On 15 June 1994 the Immigration Appeal Tribunal granted leave to appeal. On 12 October they heard the appeal. On 15 November they dismissed the appeal. On 7 December they gave leave to appeal to this court. In dismissing the appeal, the Immigration Appeal Tribunal first noted that despite counsel's advice, no efforts had been made to clarify the appellant's true status in Ireland, that she had not obtained an Irish visa on her Moroccan passport, nor a current Irish passport. She was claiming to have lost her earlier Irish passport.

Turning to the substance of the appeal before them, the Immigration Appeal Tribunal said this:

"On the evidence before us we are not prepared to conclude that the appellant presently holds Irish nationality. We accept that prima facie she secured it in 1983. It is clear that the Irish authorities do not accept that she holds it now. Mr. Riza's submission was that it mattered not what the Irish authorities said, it was what was laid down by Irish law that mattered. That is a conflict which in our view should be resolved in the Irish courts. We do not know the reasons for the Irish authorities' stance, but we cannot believe that it is not supported by some evidence of which we of course know nothing."

I omit the next paragraph. Their decision continues:

"Under paragraph 177 an appellant must show that another country 'will receive him': almost the only clear evidence in this case is the fact that without an Irish visa, Ireland will not receive the appellant, and she had declined to seek such a visa. In those circumstances she has not shown that she would be received by Ireland. It follows, in our view, that the Secretary of State was correct in concluding that she should be removed to the country of which incontestably she is a national and on whose passport she has lately travelled."

In short, the Immigration Appeal Tribunal decided, first, that the appellant had failed to satisfy them that she is an Irish national as well as being a Moroccan national, and, second, that, in any event, even if she had so satisfied them, she had certainly failed to show that Ireland would receive her if she was removed there. If the Immigration Appeal Tribunal was fight on either point, that inevitably disposed of the appeal.

How then does Mr. Riza QC, acting for the appellant again today as he has throughout her three successive appeals, seek to overcome this adverse determination? I have not, I confess, found his arguments altogether easy to follow. Not one word about European union law is to be found, either in the pleaded grounds on which the Immigration Appeal Tribunal were persuaded to grant leave to appeal to this court, nor in the rather differently formulated grounds by which this appeal was actually launched. Yet in argument before us it became ever plainer that the fact that Ireland, the state of which the appellant claims citizenship, is a European Union State was central to her case and that without it no appeal could be mounted. What, ultimately Mr. Riza seeks to say is this. The appellant is a European Union citizen. The Secretary of State, by his directions, is proposing to remove her outside the Union. That would be unlawful. Therefore, the Tribunal had to decide one way or the other whether she is indeed an Irish citizen. That in turn required them to determine the issue in accordance with Irish law. That they refused to do.

- [AVAILABLE DATA]

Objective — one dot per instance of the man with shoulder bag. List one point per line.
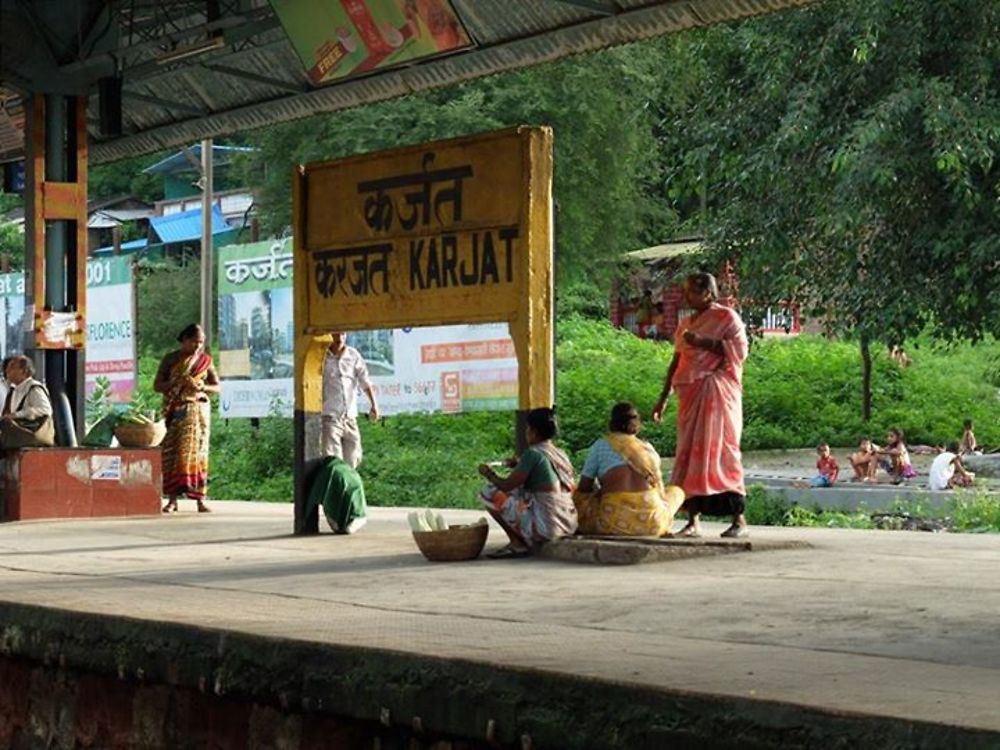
(26, 420)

- [WHAT YOU HAVE TO DO]
Quote the court judgment word for word from "On 15 June 1994" up to and including "earlier Irish passport.". You won't need the material for this.

- [CORRECT RESPONSE]
On 15 June 1994 the Immigration Appeal Tribunal granted leave to appeal. On 12 October they heard the appeal. On 15 November they dismissed the appeal. On 7 December they gave leave to appeal to this court. In dismissing the appeal, the Immigration Appeal Tribunal first noted that despite counsel's advice, no efforts had been made to clarify the appellant's true status in Ireland, that she had not obtained an Irish visa on her Moroccan passport, nor a current Irish passport. She was claiming to have lost her earlier Irish passport.